This argument could be made about all possible ways to do this. The numbers
produced by some random user and posted on a forum somewhere have little
meaning always no matter how you look at it.


> Surely if we'll have such an environment setup then it'll be handy, but the
> proposal for it needs much more work i'm afraid.
>


What exactly you think is difficult?
Unlocking the max fps or making interface frames map to animation frames on
a 1 to 1 basis ?
It could maybe help if you could provide additional technical oriented
feedback to that?



> On Wed, Jun 10, 2015 at 12:09 PM, Martijn Berger <martijn.berger at gmail.com
> >
> wrote:
>
> > Hello everyone,
> >
> >
> > Blender is evolving at a rather nice pace currently but I feel we could
> use
> > better measurements to guide its the performance aspect of this a bit
> > better.
> >
> > Some 3d games (like quake) have a feature called “timedemo” this
> basically
> > runs the game as fast as the hardware will let it run. I tried doing
> > something similar in blender and found a number of little things that
> maybe
> > could be tweaked to make this possible.

LISTED ENTRIES:
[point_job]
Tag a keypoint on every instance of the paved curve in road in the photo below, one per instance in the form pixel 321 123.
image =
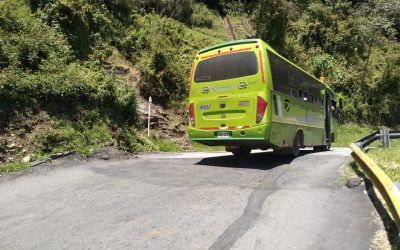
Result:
pixel 187 201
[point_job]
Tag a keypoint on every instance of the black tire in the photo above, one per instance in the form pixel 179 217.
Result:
pixel 326 147
pixel 293 151
pixel 241 151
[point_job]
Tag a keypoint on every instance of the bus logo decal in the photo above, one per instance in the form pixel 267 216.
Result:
pixel 287 105
pixel 205 107
pixel 206 90
pixel 242 85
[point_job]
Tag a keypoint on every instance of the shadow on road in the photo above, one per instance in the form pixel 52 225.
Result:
pixel 262 161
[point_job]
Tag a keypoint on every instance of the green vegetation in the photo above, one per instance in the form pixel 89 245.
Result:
pixel 60 58
pixel 388 159
pixel 12 167
pixel 351 132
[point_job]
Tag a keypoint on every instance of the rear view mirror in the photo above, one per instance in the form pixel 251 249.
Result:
pixel 340 103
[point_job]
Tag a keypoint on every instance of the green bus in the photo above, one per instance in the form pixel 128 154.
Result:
pixel 243 95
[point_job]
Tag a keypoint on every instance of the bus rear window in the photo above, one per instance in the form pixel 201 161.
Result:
pixel 226 67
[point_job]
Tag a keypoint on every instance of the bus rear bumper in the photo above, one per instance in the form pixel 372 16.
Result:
pixel 257 136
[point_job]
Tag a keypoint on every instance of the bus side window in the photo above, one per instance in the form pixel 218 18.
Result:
pixel 296 93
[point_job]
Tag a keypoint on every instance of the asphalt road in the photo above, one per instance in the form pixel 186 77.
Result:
pixel 187 201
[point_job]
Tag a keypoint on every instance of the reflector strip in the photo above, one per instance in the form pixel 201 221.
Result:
pixel 262 67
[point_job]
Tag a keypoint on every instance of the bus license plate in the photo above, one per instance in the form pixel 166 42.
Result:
pixel 223 134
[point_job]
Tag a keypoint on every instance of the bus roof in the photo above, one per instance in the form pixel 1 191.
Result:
pixel 247 41
pixel 225 44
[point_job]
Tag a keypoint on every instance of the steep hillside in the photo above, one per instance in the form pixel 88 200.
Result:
pixel 74 74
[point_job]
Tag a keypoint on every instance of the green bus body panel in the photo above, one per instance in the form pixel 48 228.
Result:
pixel 280 123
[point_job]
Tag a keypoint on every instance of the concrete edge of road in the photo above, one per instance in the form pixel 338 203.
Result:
pixel 384 184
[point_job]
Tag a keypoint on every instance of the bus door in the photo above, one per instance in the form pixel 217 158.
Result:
pixel 328 110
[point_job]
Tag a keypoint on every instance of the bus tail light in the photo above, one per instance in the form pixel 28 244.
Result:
pixel 261 107
pixel 191 115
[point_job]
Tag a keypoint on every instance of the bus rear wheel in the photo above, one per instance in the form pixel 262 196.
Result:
pixel 239 150
pixel 293 151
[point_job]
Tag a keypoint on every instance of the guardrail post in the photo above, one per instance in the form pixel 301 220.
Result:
pixel 385 138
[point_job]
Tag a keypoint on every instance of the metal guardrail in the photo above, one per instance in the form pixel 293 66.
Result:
pixel 383 183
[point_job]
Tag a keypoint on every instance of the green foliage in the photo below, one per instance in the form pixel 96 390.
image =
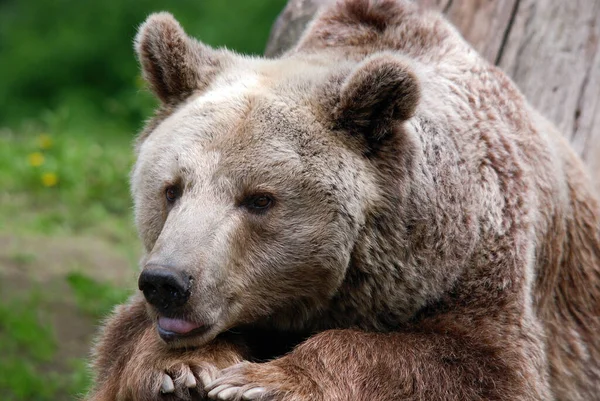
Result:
pixel 26 344
pixel 79 53
pixel 95 298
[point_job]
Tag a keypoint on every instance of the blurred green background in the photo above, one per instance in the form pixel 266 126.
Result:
pixel 71 101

SET TASKS:
(A) Using the email excerpt above, decide whether each statement agrees with it. Answer yes or no for each, and quote the deciding words.
(i) The reply claims that numbers a random user posts on a forum carry little meaning.
(ii) Quake is named as a game with a feature called "timedemo."
(iii) According to the quoted message, timedemo runs a game at a fixed frame rate.
(B) In the email excerpt above, shorten the paragraph starting "This argument could be made" while keeping its main facts.

RESULTS IN ORDER:
(A)
(i) Yes: "The numbers produced by some random user and posted on a forum somewhere have little meaning always no matter how you look at it."
(ii) Yes: "Some 3d games (like quake) have a feature called “timedemo”"
(iii) No: "runs the game as fast as the hardware will let it run"

(B) The same argument applies to every possible approach, and numbers posted on a forum by a random user always mean little, however you view them.